**Challenge**
Go to the line that contains "the white sheer" and extract it along with every line after it, exactly, through the end of the data below.

Object pointing dataset rows
★ ★ ★ ★ ★ ★ ★
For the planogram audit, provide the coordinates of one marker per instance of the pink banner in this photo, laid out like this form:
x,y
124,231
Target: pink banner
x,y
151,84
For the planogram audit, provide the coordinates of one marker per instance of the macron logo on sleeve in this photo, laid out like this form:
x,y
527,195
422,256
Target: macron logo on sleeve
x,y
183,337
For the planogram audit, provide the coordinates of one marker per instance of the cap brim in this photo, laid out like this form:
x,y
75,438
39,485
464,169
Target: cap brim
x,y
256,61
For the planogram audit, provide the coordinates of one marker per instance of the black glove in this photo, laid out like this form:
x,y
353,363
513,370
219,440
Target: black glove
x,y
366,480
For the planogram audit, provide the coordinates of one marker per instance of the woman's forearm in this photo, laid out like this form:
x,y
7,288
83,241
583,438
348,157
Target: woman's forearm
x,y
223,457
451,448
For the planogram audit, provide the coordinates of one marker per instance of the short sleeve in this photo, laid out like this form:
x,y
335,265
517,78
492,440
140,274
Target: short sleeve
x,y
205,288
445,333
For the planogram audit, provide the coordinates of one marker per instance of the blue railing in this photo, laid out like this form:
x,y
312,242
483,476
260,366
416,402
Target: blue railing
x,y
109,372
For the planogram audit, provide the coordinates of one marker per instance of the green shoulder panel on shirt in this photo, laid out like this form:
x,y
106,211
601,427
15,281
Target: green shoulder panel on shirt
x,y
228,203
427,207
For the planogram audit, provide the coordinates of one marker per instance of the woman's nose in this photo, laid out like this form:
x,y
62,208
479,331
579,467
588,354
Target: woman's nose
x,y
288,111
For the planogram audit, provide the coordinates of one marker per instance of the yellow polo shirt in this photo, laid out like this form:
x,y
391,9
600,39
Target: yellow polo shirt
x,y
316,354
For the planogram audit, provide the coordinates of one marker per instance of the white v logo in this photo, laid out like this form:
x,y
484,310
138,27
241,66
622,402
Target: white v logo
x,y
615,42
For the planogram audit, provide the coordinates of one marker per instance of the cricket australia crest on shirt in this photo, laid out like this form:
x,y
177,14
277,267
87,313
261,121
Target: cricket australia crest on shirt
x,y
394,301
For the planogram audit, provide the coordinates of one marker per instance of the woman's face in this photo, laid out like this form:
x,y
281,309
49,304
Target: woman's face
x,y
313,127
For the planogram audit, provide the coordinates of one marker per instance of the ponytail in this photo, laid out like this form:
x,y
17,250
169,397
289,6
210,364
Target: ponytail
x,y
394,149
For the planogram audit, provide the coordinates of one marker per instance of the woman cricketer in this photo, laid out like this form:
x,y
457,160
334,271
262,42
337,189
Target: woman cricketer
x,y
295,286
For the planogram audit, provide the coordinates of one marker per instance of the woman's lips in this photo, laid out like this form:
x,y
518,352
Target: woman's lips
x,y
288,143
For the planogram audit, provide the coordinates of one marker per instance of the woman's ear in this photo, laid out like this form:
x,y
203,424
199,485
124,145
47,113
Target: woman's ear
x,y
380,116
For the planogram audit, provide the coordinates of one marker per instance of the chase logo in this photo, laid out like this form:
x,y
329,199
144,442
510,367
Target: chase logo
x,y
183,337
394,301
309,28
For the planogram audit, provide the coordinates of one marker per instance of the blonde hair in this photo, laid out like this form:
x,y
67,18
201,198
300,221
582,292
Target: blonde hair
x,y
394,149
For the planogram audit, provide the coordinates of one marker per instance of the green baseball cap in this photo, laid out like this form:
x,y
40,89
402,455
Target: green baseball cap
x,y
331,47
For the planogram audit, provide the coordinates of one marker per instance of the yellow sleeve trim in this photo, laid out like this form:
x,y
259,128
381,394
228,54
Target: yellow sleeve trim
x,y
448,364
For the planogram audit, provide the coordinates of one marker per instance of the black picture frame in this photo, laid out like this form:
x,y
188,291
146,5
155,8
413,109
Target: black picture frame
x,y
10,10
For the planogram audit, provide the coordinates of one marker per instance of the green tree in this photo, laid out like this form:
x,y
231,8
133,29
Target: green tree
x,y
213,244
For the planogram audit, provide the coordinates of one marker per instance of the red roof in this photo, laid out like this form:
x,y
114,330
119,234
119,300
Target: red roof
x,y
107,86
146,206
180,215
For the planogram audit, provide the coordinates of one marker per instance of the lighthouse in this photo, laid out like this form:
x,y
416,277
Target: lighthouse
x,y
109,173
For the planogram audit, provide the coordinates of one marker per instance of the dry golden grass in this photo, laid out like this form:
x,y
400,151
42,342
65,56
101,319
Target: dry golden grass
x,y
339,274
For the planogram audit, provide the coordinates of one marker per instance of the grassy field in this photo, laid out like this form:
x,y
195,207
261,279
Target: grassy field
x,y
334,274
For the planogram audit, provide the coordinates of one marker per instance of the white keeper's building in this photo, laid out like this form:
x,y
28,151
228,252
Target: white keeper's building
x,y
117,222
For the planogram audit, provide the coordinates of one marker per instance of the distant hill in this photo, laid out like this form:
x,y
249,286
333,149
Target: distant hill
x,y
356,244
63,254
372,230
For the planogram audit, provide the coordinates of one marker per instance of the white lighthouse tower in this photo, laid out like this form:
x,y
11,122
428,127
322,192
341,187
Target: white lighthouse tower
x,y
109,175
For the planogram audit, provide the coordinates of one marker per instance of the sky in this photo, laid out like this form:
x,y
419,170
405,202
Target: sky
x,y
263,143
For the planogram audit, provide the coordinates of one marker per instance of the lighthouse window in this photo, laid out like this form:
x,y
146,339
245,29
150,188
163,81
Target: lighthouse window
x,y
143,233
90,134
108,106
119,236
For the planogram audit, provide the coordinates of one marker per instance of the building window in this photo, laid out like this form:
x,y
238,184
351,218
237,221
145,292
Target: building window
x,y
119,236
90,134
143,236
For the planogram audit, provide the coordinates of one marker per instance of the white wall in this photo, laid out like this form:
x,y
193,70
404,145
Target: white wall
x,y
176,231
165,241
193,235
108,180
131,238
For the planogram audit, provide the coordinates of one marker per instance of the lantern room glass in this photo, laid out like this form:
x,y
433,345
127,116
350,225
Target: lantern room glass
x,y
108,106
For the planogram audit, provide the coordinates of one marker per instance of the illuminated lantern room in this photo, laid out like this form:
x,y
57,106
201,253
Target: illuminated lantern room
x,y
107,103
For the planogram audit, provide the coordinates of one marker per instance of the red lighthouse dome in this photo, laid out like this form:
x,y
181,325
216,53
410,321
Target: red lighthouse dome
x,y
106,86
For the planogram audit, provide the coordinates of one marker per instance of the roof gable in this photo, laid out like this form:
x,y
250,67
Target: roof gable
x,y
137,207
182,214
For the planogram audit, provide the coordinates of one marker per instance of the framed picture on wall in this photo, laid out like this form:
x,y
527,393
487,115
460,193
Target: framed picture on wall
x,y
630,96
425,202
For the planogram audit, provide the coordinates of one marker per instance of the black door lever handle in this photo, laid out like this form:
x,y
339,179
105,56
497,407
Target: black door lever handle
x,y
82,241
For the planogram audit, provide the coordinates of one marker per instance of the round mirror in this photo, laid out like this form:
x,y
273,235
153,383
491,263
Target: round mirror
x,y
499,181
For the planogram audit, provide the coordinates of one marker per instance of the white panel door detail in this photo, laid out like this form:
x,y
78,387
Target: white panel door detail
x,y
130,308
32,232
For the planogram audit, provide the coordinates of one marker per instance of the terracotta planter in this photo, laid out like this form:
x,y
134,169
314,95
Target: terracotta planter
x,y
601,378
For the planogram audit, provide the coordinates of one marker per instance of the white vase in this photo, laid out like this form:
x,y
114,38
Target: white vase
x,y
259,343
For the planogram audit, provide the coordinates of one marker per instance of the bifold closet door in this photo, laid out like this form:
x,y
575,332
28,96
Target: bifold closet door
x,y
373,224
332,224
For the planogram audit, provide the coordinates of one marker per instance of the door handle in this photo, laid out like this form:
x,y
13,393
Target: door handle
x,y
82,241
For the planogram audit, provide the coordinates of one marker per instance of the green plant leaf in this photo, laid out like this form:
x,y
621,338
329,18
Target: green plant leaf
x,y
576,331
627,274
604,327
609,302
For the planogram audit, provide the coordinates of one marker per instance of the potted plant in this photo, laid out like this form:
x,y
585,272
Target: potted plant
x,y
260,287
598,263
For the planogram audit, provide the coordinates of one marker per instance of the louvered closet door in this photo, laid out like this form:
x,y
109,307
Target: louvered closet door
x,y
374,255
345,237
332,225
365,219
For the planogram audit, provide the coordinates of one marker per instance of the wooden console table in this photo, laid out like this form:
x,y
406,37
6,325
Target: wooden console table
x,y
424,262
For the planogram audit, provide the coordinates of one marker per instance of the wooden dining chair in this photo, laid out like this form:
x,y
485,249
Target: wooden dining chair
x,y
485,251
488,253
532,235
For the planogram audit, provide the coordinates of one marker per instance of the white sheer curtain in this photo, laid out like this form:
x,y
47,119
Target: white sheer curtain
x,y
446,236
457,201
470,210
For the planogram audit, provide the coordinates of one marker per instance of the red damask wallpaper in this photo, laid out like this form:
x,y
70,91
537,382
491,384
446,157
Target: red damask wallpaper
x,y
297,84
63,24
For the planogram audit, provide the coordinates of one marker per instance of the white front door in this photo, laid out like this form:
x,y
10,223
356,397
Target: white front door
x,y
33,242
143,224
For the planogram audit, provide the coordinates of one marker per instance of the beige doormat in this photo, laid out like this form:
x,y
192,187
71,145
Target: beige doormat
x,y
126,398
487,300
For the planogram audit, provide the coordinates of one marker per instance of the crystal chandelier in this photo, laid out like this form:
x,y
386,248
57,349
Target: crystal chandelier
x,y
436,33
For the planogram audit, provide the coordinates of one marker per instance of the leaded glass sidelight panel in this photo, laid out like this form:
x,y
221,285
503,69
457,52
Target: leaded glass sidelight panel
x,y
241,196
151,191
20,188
★ ★ ★ ★ ★ ★ ★
**Solution to the exercise**
For the planogram audit, provide the coordinates of one marker per instance of the white sheer curtain in this photo, laid out like this form:
x,y
47,119
Target: white sheer curtain
x,y
446,236
457,201
470,210
For the planogram audit, provide the coordinates of one marker per instance of the red damask wallpaper in this photo, laid out like this form:
x,y
70,91
537,382
491,384
446,157
Target: red damask wallpaper
x,y
297,84
63,24
For the planogram audit, provide the coordinates of one marker per instance of the white front door in this photo, laid out like this form:
x,y
10,223
356,397
Target: white front door
x,y
33,242
143,224
For the planogram audit, provide the coordinates of one marker per instance of the beige doormat in this photo, laid out like this form:
x,y
192,187
71,145
Target: beige doormat
x,y
126,398
487,300
For the planogram audit, provide the coordinates of one marker per instance of the crystal chandelier in this photo, laid out like this form:
x,y
386,248
57,349
Target: crystal chandelier
x,y
436,33
For the planogram audit, provide the coordinates of one marker per instance of the leaded glass sidelight panel in this photo, laid out like this form:
x,y
221,285
503,69
457,52
Target: leaded glass sidelight panel
x,y
241,196
151,191
20,188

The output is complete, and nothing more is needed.